| WHAT THE TASK ASKS |
Your output is the line containing "Where can you see the girl's white" plus all lines after it to the end of the records, reproduced exactly, with nothing else.

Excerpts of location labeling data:
━━━━━━
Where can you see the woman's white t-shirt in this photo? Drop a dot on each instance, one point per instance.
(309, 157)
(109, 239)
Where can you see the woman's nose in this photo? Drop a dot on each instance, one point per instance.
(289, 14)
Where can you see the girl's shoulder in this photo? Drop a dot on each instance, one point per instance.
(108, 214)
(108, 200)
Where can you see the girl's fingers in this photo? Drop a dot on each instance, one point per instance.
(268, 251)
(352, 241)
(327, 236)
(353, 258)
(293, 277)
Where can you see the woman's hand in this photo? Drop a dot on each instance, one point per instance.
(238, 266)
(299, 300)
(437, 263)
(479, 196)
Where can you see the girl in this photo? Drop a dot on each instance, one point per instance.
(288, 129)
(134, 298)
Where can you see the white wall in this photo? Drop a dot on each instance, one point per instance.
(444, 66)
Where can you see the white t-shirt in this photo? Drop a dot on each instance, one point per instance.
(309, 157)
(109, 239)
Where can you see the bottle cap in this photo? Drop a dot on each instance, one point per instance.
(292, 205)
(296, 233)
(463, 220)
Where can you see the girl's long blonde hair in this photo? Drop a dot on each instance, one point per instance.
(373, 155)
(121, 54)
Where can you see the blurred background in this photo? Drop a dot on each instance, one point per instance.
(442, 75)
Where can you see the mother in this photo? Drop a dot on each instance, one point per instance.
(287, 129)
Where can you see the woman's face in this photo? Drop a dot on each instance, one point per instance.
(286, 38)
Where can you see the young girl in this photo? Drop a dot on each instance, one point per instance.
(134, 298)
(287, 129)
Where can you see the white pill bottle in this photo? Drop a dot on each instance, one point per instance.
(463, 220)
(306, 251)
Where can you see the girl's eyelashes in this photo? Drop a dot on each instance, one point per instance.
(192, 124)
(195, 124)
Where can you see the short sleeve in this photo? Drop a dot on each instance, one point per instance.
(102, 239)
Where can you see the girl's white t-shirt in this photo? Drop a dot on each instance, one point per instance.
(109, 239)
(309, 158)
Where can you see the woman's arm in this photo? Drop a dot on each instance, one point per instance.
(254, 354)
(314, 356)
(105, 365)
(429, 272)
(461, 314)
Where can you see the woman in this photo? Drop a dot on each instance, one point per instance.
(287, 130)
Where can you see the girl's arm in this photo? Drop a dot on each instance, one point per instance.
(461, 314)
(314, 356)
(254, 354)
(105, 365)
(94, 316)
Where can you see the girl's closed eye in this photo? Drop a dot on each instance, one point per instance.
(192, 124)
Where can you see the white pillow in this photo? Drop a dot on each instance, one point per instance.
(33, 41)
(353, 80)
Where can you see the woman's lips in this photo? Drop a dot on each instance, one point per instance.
━━━━━━
| EXERCISE RESPONSE |
Where can you see the girl's white t-shirt in this photo? Drop a dot on each instance, one point per instance.
(109, 239)
(309, 158)
Where can you see the woman's arm in this photo? Drop a dot on each instance, one point per instance.
(254, 354)
(314, 356)
(105, 365)
(429, 272)
(461, 314)
Where can you see the woman in this photo? Drop a dot on each instance, one point per instance.
(287, 130)
Where can you see the girl's arm in this photo? Drop a dot on each instance, one point per instance.
(461, 314)
(314, 356)
(254, 354)
(105, 365)
(94, 316)
Where can you see the girl's closed eye in this photo? Drop a dot on each instance, one point per instance.
(192, 124)
Where can you see the white pillow in this photo? Drop a dot on each instance, one point per instance.
(33, 41)
(353, 80)
Where can you see the woman's lips in this photo? Drop a dot on each instance, one point per instance.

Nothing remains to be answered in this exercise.